* _What you are asked to do_
Rewrite the listing from the line containing "obj: fresh herb garnish | fmt: x1,y1 -> x2,y2" through the end, including the requests. Multiply every coordinate in the answers by 1.6 and round to whole numbers, with halves rounded up.

Source records
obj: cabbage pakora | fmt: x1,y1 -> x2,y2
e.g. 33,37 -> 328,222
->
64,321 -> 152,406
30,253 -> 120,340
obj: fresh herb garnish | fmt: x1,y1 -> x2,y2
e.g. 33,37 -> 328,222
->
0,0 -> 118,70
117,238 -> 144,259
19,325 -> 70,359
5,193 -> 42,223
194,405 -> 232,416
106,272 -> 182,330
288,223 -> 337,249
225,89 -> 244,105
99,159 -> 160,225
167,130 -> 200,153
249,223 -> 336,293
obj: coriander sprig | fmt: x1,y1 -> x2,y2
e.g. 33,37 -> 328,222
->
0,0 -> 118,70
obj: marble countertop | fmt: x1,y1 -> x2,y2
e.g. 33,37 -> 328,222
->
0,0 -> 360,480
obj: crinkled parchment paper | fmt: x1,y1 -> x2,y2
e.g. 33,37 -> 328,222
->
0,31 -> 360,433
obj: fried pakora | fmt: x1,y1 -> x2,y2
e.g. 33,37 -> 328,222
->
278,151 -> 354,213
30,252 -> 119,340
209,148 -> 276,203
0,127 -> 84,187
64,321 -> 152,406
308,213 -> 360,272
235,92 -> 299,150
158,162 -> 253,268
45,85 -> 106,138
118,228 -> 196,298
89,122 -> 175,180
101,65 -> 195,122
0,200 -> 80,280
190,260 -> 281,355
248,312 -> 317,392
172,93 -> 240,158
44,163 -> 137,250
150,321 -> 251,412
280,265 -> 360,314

* _Result of this exercise_
obj: fresh herb garnish | fmt: x1,y1 -> x2,y2
e.g. 33,37 -> 328,222
->
0,0 -> 189,112
187,381 -> 230,414
30,520 -> 112,574
8,309 -> 67,357
310,648 -> 371,666
170,435 -> 291,528
461,357 -> 539,398
360,142 -> 390,168
158,254 -> 256,360
267,208 -> 320,245
398,357 -> 538,469
obj: coriander sprig | fmt: x1,y1 -> x2,y2
e.g. 33,37 -> 328,222
->
0,0 -> 189,112
obj: marble countertop | fmt: x1,y1 -> x2,y2
e.g. 33,37 -> 328,222
->
0,0 -> 576,768
obj: crinkled parchment paper | fmt: x1,y1 -> x2,y2
e.g. 33,37 -> 328,222
->
0,50 -> 576,693
obj: fried pakora | fmt: x1,y1 -> x2,y2
e.g. 33,37 -> 328,222
->
445,242 -> 566,341
48,403 -> 190,544
334,237 -> 442,325
0,203 -> 134,299
102,514 -> 243,650
493,341 -> 576,435
376,147 -> 478,240
253,259 -> 405,429
72,136 -> 170,221
189,365 -> 314,477
142,195 -> 280,288
162,104 -> 312,195
0,320 -> 128,448
304,416 -> 450,568
397,499 -> 507,627
275,149 -> 384,253
70,261 -> 219,400
240,514 -> 402,659
448,424 -> 576,502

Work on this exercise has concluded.